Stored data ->
--- start ---
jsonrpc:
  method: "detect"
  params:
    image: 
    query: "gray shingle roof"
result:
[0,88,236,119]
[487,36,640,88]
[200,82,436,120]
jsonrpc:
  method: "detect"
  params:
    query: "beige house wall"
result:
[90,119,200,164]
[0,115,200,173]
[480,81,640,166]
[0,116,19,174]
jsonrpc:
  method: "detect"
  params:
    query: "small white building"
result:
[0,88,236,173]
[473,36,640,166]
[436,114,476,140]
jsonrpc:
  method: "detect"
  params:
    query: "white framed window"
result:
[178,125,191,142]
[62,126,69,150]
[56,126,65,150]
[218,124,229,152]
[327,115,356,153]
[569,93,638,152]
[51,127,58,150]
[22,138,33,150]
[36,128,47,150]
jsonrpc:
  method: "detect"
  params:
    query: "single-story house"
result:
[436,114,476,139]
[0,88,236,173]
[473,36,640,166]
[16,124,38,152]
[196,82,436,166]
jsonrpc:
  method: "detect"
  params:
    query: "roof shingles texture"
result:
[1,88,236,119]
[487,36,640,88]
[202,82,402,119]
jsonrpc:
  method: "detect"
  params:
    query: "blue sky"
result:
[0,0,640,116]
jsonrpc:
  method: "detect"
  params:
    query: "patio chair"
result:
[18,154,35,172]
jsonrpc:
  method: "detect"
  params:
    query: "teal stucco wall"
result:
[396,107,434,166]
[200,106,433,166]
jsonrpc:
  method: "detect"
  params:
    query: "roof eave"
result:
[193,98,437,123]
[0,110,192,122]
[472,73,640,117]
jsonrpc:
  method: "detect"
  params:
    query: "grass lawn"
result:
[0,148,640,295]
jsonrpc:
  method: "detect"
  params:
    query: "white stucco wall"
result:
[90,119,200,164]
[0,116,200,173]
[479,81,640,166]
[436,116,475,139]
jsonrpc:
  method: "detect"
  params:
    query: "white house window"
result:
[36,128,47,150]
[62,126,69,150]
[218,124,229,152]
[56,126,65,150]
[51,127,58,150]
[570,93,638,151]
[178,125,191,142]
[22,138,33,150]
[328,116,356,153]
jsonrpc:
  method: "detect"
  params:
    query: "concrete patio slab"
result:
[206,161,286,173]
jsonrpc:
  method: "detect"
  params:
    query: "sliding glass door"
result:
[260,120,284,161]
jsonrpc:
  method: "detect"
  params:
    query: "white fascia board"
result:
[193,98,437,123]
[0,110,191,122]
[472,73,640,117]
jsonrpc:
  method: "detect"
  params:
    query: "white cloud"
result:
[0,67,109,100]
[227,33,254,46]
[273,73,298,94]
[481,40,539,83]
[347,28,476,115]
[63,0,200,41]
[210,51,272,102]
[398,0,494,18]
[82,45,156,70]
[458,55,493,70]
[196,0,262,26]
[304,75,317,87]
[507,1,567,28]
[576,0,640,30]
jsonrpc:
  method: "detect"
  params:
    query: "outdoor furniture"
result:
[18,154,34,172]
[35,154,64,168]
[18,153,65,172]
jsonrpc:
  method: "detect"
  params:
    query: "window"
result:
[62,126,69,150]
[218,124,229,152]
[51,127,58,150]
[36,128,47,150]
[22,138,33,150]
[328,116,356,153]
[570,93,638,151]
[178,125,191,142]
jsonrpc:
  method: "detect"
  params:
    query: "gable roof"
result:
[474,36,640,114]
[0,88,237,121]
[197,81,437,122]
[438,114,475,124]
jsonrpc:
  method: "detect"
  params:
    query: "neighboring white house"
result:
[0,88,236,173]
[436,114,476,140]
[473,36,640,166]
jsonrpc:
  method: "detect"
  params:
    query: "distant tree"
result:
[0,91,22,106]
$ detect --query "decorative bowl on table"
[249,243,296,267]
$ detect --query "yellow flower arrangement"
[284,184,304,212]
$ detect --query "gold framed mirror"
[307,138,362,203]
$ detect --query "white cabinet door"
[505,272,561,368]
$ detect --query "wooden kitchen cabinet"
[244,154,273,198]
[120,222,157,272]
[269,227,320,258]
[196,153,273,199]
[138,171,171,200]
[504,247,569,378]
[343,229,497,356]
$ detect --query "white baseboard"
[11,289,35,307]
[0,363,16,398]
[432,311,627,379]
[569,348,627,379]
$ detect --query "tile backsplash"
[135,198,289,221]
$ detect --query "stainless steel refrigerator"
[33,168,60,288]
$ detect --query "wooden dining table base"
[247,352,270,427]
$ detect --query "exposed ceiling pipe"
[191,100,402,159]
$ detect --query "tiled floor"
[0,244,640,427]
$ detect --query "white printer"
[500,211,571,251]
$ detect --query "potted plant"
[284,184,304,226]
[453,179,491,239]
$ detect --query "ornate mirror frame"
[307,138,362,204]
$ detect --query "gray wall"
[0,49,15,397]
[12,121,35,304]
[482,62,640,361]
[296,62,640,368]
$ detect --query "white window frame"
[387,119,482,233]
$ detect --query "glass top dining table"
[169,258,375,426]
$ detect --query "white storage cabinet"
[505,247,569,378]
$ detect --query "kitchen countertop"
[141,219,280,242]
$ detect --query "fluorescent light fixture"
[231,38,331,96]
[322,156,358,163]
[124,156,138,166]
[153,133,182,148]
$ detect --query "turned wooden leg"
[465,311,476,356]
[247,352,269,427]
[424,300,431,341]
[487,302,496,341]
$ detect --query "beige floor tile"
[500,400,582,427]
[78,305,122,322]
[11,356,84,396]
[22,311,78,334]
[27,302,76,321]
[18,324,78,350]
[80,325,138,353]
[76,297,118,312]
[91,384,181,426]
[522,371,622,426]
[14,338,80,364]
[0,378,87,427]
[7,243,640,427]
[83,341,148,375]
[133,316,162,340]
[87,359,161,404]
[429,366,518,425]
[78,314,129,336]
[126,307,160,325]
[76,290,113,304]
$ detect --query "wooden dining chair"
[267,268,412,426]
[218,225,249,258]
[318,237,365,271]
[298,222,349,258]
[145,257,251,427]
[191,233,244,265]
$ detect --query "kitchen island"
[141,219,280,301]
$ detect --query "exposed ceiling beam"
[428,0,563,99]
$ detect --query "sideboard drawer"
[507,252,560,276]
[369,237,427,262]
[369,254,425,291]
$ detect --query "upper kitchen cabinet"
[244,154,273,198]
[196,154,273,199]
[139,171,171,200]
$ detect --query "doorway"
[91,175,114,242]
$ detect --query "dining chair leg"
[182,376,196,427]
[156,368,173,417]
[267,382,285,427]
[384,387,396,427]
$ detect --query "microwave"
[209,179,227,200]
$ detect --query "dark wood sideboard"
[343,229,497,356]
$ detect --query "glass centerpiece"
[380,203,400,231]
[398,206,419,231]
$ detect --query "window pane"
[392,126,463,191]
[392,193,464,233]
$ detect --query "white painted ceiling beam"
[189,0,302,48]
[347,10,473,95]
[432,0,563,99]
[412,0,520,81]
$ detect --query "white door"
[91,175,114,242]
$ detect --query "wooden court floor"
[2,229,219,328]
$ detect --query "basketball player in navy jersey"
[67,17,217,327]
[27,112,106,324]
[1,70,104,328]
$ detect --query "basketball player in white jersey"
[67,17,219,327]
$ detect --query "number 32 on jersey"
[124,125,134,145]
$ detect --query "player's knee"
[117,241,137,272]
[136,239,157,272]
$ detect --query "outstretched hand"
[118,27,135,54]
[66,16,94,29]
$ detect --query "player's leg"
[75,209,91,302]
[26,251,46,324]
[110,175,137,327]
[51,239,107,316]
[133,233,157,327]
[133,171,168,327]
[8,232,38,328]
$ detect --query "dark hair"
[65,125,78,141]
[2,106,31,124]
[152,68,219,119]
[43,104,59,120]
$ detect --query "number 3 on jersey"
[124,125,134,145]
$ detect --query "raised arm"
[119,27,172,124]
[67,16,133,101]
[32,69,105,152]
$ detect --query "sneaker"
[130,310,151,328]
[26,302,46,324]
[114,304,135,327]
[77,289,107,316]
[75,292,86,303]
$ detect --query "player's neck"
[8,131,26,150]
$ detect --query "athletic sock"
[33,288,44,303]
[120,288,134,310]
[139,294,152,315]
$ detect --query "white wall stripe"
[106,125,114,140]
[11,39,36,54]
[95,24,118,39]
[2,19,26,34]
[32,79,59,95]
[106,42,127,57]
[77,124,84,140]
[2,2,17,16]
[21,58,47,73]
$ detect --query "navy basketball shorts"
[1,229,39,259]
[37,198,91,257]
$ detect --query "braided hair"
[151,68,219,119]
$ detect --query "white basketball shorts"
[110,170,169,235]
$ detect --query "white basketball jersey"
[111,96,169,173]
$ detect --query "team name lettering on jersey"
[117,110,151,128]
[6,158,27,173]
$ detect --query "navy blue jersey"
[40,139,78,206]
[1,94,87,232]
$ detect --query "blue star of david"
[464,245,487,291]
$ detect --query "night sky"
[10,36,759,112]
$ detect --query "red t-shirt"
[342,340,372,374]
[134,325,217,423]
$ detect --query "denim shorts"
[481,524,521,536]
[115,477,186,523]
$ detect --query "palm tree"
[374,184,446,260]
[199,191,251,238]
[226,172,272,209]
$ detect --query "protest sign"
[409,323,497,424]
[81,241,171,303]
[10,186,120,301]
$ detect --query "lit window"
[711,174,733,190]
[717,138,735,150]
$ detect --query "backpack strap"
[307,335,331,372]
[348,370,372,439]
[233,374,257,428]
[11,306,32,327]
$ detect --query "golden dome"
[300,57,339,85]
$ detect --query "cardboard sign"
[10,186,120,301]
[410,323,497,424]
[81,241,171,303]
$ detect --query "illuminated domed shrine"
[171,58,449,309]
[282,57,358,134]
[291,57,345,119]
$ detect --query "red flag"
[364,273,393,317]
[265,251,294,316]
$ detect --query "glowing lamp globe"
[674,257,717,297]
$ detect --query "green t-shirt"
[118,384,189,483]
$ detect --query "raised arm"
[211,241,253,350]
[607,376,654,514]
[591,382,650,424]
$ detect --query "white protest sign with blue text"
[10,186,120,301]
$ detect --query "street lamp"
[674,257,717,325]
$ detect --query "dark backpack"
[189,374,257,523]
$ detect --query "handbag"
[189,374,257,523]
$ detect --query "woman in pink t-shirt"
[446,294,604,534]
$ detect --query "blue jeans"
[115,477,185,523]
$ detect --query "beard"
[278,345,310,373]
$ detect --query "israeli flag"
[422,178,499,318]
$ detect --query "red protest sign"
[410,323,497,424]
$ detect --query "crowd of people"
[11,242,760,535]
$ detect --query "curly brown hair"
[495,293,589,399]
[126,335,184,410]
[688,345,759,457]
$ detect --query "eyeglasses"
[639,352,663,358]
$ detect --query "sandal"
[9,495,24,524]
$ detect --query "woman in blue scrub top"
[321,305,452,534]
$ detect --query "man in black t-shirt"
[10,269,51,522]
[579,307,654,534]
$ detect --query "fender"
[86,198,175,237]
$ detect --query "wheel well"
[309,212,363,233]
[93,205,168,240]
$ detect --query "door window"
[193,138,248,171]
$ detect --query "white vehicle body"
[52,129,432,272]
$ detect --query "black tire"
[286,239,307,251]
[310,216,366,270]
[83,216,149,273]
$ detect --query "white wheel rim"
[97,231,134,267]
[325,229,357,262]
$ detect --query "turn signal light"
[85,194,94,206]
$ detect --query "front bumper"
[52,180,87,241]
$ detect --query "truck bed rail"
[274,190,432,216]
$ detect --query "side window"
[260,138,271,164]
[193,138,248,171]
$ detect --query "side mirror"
--- end ---
REQUEST -> Which lines run from the one containing "in blue scrub" to the end of the entries above? Quote exactly those, and only those.

EXERCISE OUTPUT ->
$ detect --query "woman in blue scrub top"
[321,305,452,534]
$ detect --query "man in black t-shirt"
[10,269,51,522]
[579,307,654,534]
$ detect --query "fender"
[86,198,175,237]
$ detect --query "wheel well"
[309,212,363,233]
[93,205,168,240]
$ detect --query "door window"
[193,138,248,171]
$ detect --query "white vehicle body"
[52,129,432,272]
$ detect --query "black tire"
[286,239,307,251]
[310,216,366,270]
[83,216,149,273]
$ detect --query "white wheel rim"
[97,231,134,267]
[325,229,357,262]
$ detect --query "turn signal light"
[85,194,94,206]
$ detect --query "front bumper"
[52,180,87,241]
$ detect --query "truck bed rail"
[274,190,432,216]
$ detect --query "side window"
[260,138,271,164]
[193,138,248,171]
$ detect --query "side mirror"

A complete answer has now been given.